Every line below should be copied exactly; drop the pictures.

Data excerpts:
--------

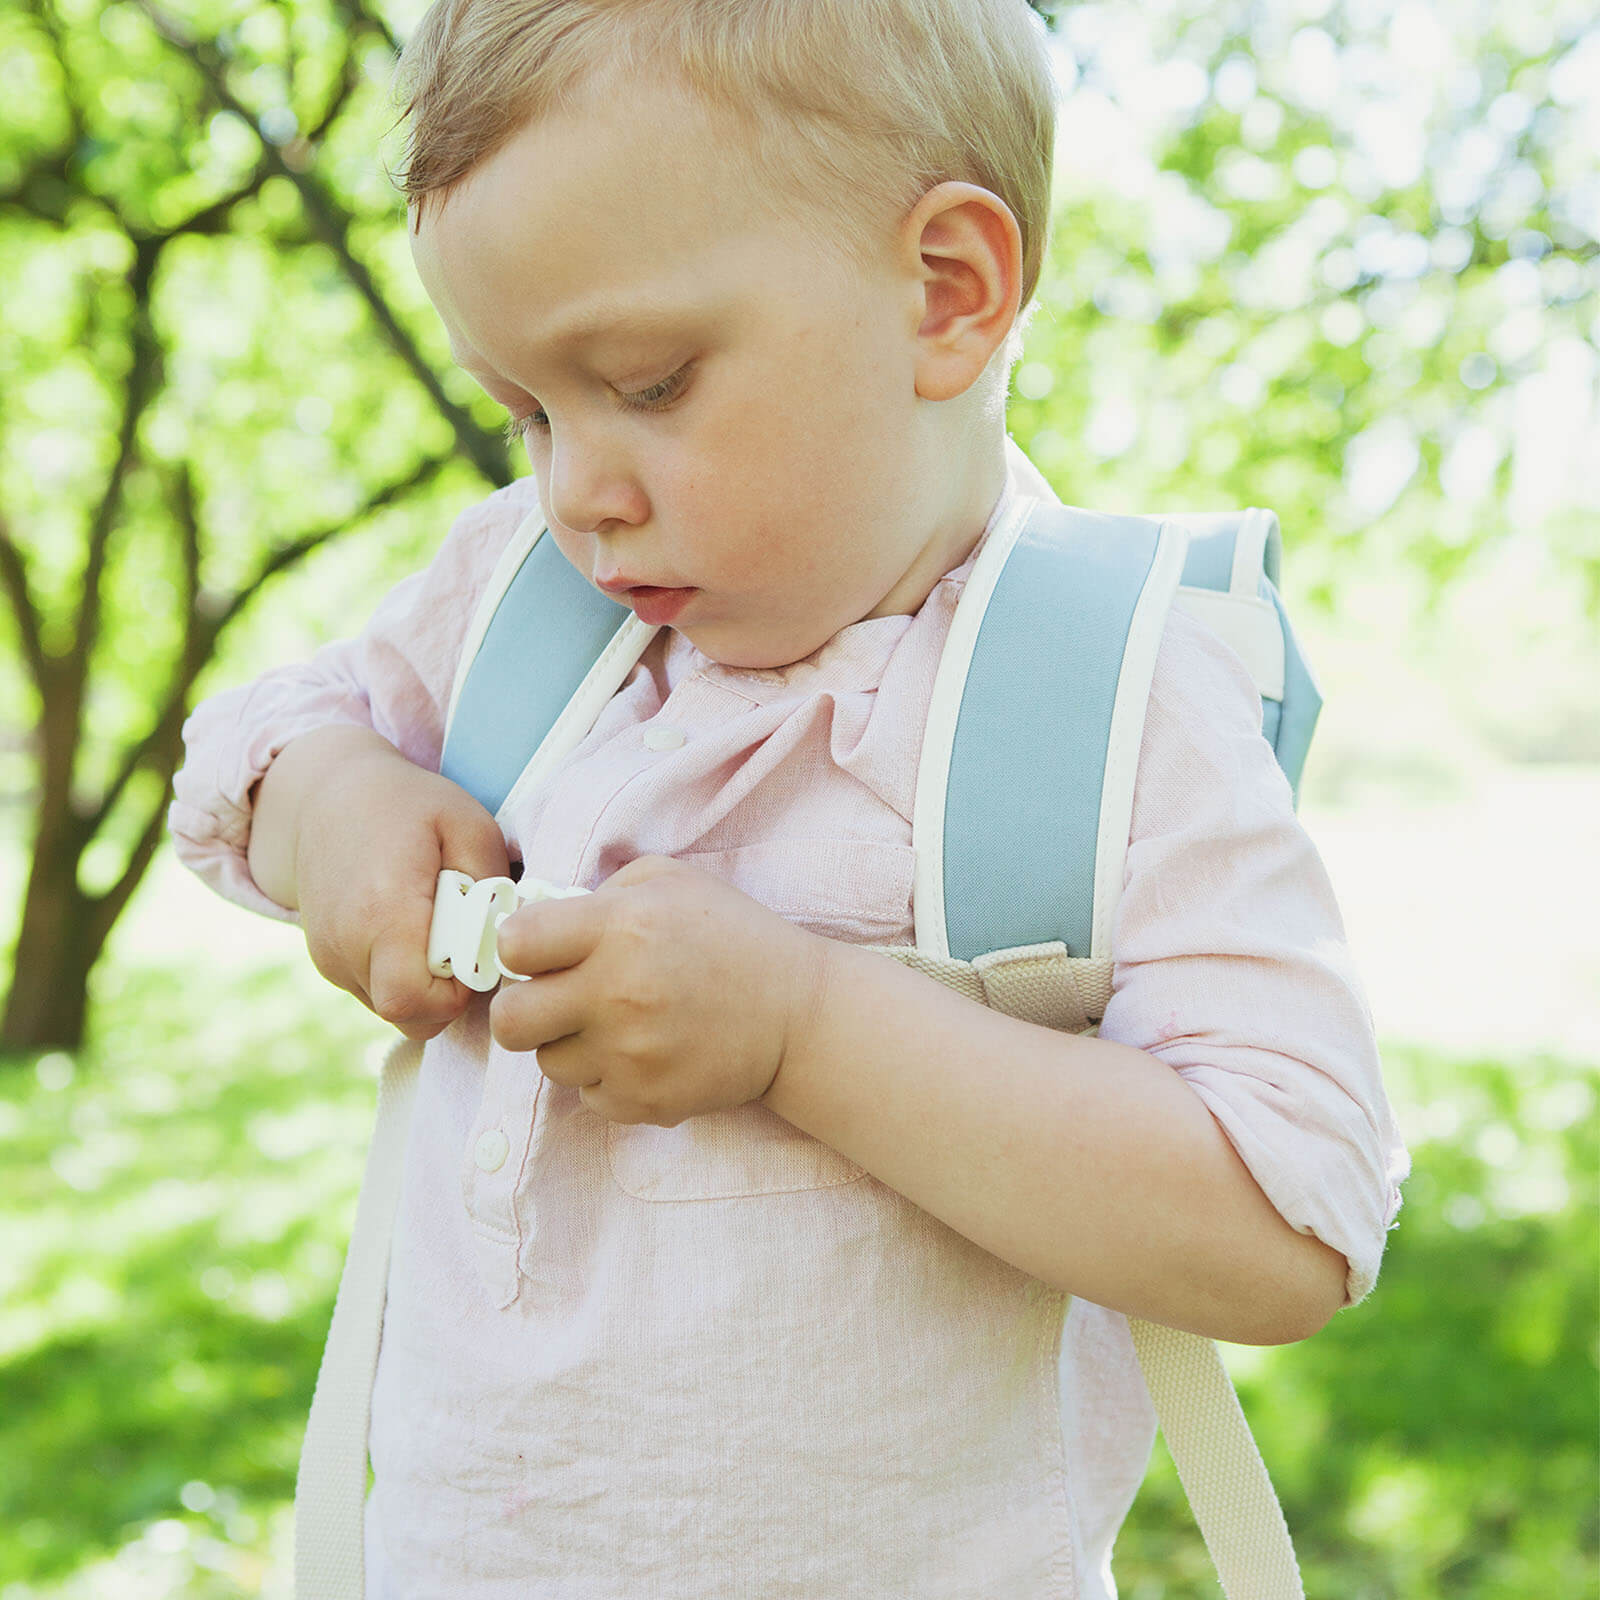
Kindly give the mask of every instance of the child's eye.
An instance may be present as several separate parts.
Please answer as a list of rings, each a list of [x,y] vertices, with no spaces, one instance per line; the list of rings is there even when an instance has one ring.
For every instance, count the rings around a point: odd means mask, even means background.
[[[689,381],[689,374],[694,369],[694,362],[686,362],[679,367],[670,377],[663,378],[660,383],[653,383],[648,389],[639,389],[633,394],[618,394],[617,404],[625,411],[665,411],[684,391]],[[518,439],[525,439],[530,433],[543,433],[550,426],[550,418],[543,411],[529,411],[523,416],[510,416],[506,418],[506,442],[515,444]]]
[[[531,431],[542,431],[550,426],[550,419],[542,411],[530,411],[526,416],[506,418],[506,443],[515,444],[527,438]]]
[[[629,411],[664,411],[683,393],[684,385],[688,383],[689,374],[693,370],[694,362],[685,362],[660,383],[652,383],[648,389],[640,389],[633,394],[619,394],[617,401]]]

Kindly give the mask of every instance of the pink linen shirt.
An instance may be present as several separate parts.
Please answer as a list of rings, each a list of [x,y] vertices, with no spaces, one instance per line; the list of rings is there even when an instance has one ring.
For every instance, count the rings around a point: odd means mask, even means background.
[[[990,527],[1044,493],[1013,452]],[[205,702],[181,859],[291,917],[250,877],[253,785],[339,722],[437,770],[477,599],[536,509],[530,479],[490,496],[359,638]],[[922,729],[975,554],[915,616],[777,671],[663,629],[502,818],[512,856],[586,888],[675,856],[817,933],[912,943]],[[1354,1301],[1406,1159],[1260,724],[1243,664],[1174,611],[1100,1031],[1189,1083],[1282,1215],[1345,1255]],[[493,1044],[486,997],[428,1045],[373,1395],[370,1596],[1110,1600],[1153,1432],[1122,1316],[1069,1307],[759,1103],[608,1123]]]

--------

● **Solution for this exercise**:
Kindly give the mask of every instance of the child's eye.
An instance may be present as several separate parts.
Please answer as a list of rings, each a list of [x,y] vertices, with no spaces, one instance per line; the list of rings is there even when an instance has one ring.
For every instance, count the rings around a point: odd means mask, even means background.
[[[689,381],[689,374],[694,369],[694,362],[686,362],[679,367],[670,377],[663,378],[660,383],[653,383],[648,389],[639,389],[633,394],[618,394],[617,404],[625,411],[665,411],[684,391]],[[518,439],[525,439],[530,433],[543,433],[550,426],[550,418],[543,411],[529,411],[523,416],[510,416],[506,418],[506,442],[515,444]]]
[[[531,431],[542,431],[550,426],[550,419],[542,411],[530,411],[526,416],[506,418],[506,443],[515,444],[527,438]]]
[[[629,411],[664,411],[683,393],[684,385],[688,383],[689,374],[693,370],[694,362],[685,362],[660,383],[652,383],[648,389],[640,389],[633,394],[619,394],[617,401]]]

Kindly give the mask of every instance of the pink linen shirt.
An instance may be present as several separate parts.
Please answer as a list of rings, each a list of [x,y] vertices, with no spaces, one instance per line; the list of rings is there even when an instance has one ring.
For every instance, count the rings around a point: odd means mask, even means background.
[[[990,527],[1044,493],[1013,452]],[[205,702],[181,859],[291,917],[250,877],[253,785],[339,722],[437,770],[477,599],[536,509],[530,479],[490,496],[359,638]],[[922,729],[975,554],[915,616],[777,671],[663,629],[502,818],[512,856],[586,888],[675,856],[817,933],[912,943]],[[1354,1301],[1406,1159],[1260,724],[1243,664],[1174,611],[1100,1031],[1189,1083],[1282,1215],[1345,1255]],[[493,1044],[486,997],[428,1045],[373,1395],[370,1596],[1110,1600],[1153,1432],[1122,1316],[1069,1307],[759,1103],[608,1123]]]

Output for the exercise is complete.